◆ **Excerpts from point annotation data**:
-*-

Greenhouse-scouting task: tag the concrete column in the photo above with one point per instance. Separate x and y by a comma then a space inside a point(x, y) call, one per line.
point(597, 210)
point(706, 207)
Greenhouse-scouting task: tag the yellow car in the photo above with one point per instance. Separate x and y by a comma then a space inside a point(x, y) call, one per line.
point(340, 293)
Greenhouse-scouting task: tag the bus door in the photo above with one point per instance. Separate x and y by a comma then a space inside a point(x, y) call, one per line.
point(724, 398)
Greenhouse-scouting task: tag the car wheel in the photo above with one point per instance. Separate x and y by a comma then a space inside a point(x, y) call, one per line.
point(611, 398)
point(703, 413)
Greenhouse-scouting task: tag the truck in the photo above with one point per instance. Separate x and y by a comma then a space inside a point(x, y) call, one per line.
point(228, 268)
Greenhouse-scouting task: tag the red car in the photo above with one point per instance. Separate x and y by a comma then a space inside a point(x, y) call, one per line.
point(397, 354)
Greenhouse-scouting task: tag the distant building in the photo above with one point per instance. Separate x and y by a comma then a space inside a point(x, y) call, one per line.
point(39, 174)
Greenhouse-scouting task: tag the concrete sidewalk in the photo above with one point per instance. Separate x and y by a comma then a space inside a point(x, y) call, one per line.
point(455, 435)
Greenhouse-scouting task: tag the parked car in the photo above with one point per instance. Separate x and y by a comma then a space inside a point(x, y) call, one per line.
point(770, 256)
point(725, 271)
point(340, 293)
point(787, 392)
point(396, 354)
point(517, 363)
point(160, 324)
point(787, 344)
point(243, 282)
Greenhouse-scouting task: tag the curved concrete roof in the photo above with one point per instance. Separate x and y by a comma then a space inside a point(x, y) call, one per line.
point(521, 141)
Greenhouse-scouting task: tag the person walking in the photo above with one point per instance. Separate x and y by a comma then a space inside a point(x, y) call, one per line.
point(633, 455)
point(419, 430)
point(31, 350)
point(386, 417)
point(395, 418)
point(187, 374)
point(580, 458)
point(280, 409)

-*-

◆ **Exercise task**:
Give every line of the records above as a numbered list, one item per line, and leave out any blank lines.

◆ **Solution to this task**:
1. Greenhouse-scouting task: tag the concrete column in the photo above with one point per instance. Separate x and y by a comma then a space inside a point(x, y) call, one per line.
2. point(597, 210)
3. point(706, 207)
4. Greenhouse-scouting task: tag the yellow car in the photo above with one point per instance. Separate x and y by a comma then a space inside a point(x, y) call, one per line.
5. point(340, 293)
6. Greenhouse-scouting task: tag the bus door in the photo above with one point per instance. Separate x and y by a comma then a space inside a point(x, y) call, one per line.
7. point(724, 398)
8. Greenhouse-scouting task: tag the car wheel in the photo above with one point per instance. Separate x and y by a comma then a space inside a point(x, y) call, one per line.
9. point(611, 398)
10. point(703, 413)
11. Greenhouse-scouting task: tag the truck in the photo above with one point per instance. Separate x and y by a comma then a space inside a point(x, y) call, one per line.
12. point(228, 268)
13. Greenhouse-scouting task: tag the red car in the photo above with one point per instance. Separate x and y by a comma then a space inside a point(x, y) call, one per line.
14. point(397, 354)
15. Greenhouse-scouting task: tag the distant building in the photo above with one point per instance. Separate x and y by a comma then a space inside a point(x, y) call, one per line.
16. point(39, 174)
17. Greenhouse-scouting task: tag the concrete sidewalk in the photo above with one point per instance. Separate x and y by a comma then a space inside a point(x, y) call, one per line.
18. point(455, 435)
19. Greenhouse-scouting task: tag the parked car in the photo above with one point per instance. Separate x and y by a comma then a space inside a point(x, y) call, one per line.
20. point(770, 256)
21. point(725, 271)
22. point(340, 293)
23. point(787, 392)
24. point(396, 354)
25. point(517, 363)
26. point(160, 324)
27. point(787, 344)
28. point(243, 282)
29. Greenhouse-scouting task: tag the curved concrete roof in the photo above with one point per instance. Separate x and y by a comma then a space inside a point(x, y) call, one per line.
30. point(521, 141)
31. Greenhouse-scouting task: tag the person walking in the photo above with one point per instance. Separate x and y by a comma then a space inside a point(x, y) call, one per line.
32. point(633, 455)
33. point(419, 430)
34. point(31, 350)
35. point(386, 417)
36. point(395, 418)
37. point(187, 374)
38. point(580, 458)
39. point(280, 409)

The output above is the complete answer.